Task directions:
Convert all of the records below into a JSON list of strings, one string per line, and leave out the blank lines.

-- START OF Stored records --

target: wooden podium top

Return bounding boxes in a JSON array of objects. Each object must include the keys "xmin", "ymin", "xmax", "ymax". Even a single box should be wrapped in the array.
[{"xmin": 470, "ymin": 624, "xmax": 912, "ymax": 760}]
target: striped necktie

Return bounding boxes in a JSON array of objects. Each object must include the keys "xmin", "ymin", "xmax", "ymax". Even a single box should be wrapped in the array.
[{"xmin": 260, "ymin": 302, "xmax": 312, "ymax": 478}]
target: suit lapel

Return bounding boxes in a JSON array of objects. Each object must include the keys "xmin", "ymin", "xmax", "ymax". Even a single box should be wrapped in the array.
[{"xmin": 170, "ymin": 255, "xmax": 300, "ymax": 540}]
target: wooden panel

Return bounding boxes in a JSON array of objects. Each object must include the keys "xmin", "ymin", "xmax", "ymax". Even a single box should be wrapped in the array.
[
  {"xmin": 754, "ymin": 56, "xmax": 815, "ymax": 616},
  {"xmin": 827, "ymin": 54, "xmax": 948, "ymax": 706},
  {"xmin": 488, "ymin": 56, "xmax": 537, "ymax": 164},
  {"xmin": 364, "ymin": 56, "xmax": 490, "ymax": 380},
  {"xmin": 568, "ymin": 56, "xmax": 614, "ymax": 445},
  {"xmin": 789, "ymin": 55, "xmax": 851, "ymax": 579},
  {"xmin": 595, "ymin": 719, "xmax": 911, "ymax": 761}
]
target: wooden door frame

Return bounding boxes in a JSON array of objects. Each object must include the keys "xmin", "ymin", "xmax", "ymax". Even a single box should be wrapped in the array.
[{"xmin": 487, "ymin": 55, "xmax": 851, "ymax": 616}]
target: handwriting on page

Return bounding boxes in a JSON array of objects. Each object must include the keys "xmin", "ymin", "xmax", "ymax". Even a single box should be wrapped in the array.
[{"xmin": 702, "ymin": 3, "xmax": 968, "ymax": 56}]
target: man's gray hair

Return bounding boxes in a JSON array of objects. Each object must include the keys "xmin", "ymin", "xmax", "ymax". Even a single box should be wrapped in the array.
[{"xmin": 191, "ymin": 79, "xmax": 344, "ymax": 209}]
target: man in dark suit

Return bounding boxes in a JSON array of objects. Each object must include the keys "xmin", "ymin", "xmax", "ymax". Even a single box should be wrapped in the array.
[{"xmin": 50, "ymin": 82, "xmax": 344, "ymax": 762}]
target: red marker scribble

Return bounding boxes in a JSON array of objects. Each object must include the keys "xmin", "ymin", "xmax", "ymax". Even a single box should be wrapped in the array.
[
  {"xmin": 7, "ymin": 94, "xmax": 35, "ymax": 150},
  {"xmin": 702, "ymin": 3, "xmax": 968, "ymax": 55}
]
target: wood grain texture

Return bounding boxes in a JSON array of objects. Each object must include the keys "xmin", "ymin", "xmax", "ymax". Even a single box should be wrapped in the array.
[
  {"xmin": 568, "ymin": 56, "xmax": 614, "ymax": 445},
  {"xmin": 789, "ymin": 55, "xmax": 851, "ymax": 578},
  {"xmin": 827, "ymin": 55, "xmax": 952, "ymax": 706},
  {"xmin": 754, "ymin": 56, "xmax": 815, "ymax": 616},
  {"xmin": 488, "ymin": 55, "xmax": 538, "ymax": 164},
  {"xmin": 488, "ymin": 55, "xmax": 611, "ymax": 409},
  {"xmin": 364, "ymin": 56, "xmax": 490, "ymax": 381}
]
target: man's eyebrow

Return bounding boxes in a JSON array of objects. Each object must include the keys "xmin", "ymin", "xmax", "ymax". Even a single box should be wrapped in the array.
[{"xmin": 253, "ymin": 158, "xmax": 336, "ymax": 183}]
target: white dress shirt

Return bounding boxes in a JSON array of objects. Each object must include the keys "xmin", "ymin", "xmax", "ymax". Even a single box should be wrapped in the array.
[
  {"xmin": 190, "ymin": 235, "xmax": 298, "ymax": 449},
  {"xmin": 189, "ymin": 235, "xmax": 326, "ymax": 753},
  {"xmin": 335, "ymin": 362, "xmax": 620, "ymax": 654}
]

-- END OF Stored records --

Task output:
[
  "target: wooden podium top",
  "Return bounding boxes in a JSON array of objects. Each object must include the keys \"xmin\", \"ymin\", \"xmax\", \"ymax\". Even a single box should be wrapped in the array.",
  "[{\"xmin\": 470, \"ymin\": 624, \"xmax\": 912, \"ymax\": 760}]",
  "target: striped necktie",
  "Return bounding boxes in a JSON array of objects. Each object must include the keys \"xmin\", \"ymin\", \"xmax\", \"ymax\". Even a single box should be wrapped in the array.",
  "[{\"xmin\": 260, \"ymin\": 302, \"xmax\": 312, \"ymax\": 478}]",
  "target: suit lapel",
  "Return bounding boxes in a JSON array of objects. Each object must include the keys \"xmin\", \"ymin\", \"xmax\", \"ymax\". Even a single box should be wrapped in the array.",
  "[{\"xmin\": 170, \"ymin\": 255, \"xmax\": 300, \"ymax\": 540}]",
  "target: wooden panel",
  "Return bounding boxes in a JSON array of objects. Each object must include the keys \"xmin\", \"ymin\", \"xmax\", \"ymax\". Even a single box should be wrapped in the array.",
  "[",
  "  {\"xmin\": 754, \"ymin\": 56, \"xmax\": 815, \"ymax\": 616},",
  "  {\"xmin\": 827, \"ymin\": 54, \"xmax\": 948, \"ymax\": 706},",
  "  {\"xmin\": 488, \"ymin\": 56, \"xmax\": 537, \"ymax\": 164},",
  "  {\"xmin\": 364, \"ymin\": 56, \"xmax\": 490, \"ymax\": 380},",
  "  {\"xmin\": 568, \"ymin\": 56, \"xmax\": 614, \"ymax\": 445},",
  "  {\"xmin\": 789, \"ymin\": 55, \"xmax\": 851, \"ymax\": 579},",
  "  {\"xmin\": 595, \"ymin\": 719, \"xmax\": 911, \"ymax\": 761}",
  "]",
  "target: wooden door frame",
  "Return bounding boxes in a JSON array of objects. Each object must include the keys \"xmin\", \"ymin\", \"xmax\", \"ymax\". Even a single box should be wrapped in the array.",
  "[{\"xmin\": 487, \"ymin\": 55, \"xmax\": 851, \"ymax\": 616}]",
  "target: handwriting on page",
  "Return bounding boxes in a JSON array of objects. Each object must include the keys \"xmin\", \"ymin\", \"xmax\", \"ymax\". Even a single box should be wrapped in the array.",
  "[{\"xmin\": 702, \"ymin\": 3, \"xmax\": 968, \"ymax\": 56}]",
  "target: man's gray hair",
  "Return bounding boxes in a JSON array of objects. Each object must include the keys \"xmin\", \"ymin\", \"xmax\", \"ymax\". Even a single box should be wrapped in the array.",
  "[{\"xmin\": 191, \"ymin\": 79, \"xmax\": 344, \"ymax\": 209}]",
  "target: man in dark suit",
  "Return bounding boxes in a JSON array of objects. Each object must include the keys \"xmin\", \"ymin\", \"xmax\", \"ymax\". Even a single box should be wrapped in the array.",
  "[{\"xmin\": 50, \"ymin\": 82, \"xmax\": 344, \"ymax\": 762}]",
  "target: red marker scribble",
  "Return bounding boxes in a JSON array of objects. Each object must include the keys \"xmin\", \"ymin\", \"xmax\", \"ymax\". Even a single box should be wrapped in the array.",
  "[",
  "  {\"xmin\": 7, \"ymin\": 94, \"xmax\": 35, \"ymax\": 150},",
  "  {\"xmin\": 702, \"ymin\": 3, \"xmax\": 968, \"ymax\": 55}",
  "]",
  "target: wood grain texture",
  "Return bounding boxes in a JSON array of objects. Each object must include the keys \"xmin\", \"ymin\", \"xmax\", \"ymax\". Even a single box should be wrapped in the array.",
  "[",
  "  {\"xmin\": 568, \"ymin\": 56, \"xmax\": 614, \"ymax\": 445},",
  "  {\"xmin\": 789, \"ymin\": 55, \"xmax\": 851, \"ymax\": 578},",
  "  {\"xmin\": 827, \"ymin\": 55, \"xmax\": 952, \"ymax\": 706},",
  "  {\"xmin\": 754, \"ymin\": 56, \"xmax\": 815, \"ymax\": 616},",
  "  {\"xmin\": 488, \"ymin\": 55, \"xmax\": 538, \"ymax\": 164},",
  "  {\"xmin\": 488, \"ymin\": 55, \"xmax\": 611, \"ymax\": 409},",
  "  {\"xmin\": 364, \"ymin\": 56, \"xmax\": 490, \"ymax\": 381}",
  "]",
  "target: man's eyebrow",
  "Return bounding boxes in a JSON array of objects. Each object must include the keys \"xmin\", \"ymin\", \"xmax\", \"ymax\". Even a single box should be wrapped in the array.",
  "[{\"xmin\": 253, \"ymin\": 158, \"xmax\": 336, \"ymax\": 183}]",
  "target: white dress shirt",
  "Return bounding boxes in a JSON array of objects. Each object must include the keys \"xmin\", \"ymin\", \"xmax\", \"ymax\". Even a single box should be wrapped in the array.",
  "[",
  "  {\"xmin\": 190, \"ymin\": 235, \"xmax\": 298, \"ymax\": 449},",
  "  {\"xmin\": 189, \"ymin\": 235, \"xmax\": 326, \"ymax\": 753},",
  "  {\"xmin\": 335, \"ymin\": 362, \"xmax\": 620, \"ymax\": 654}",
  "]"
]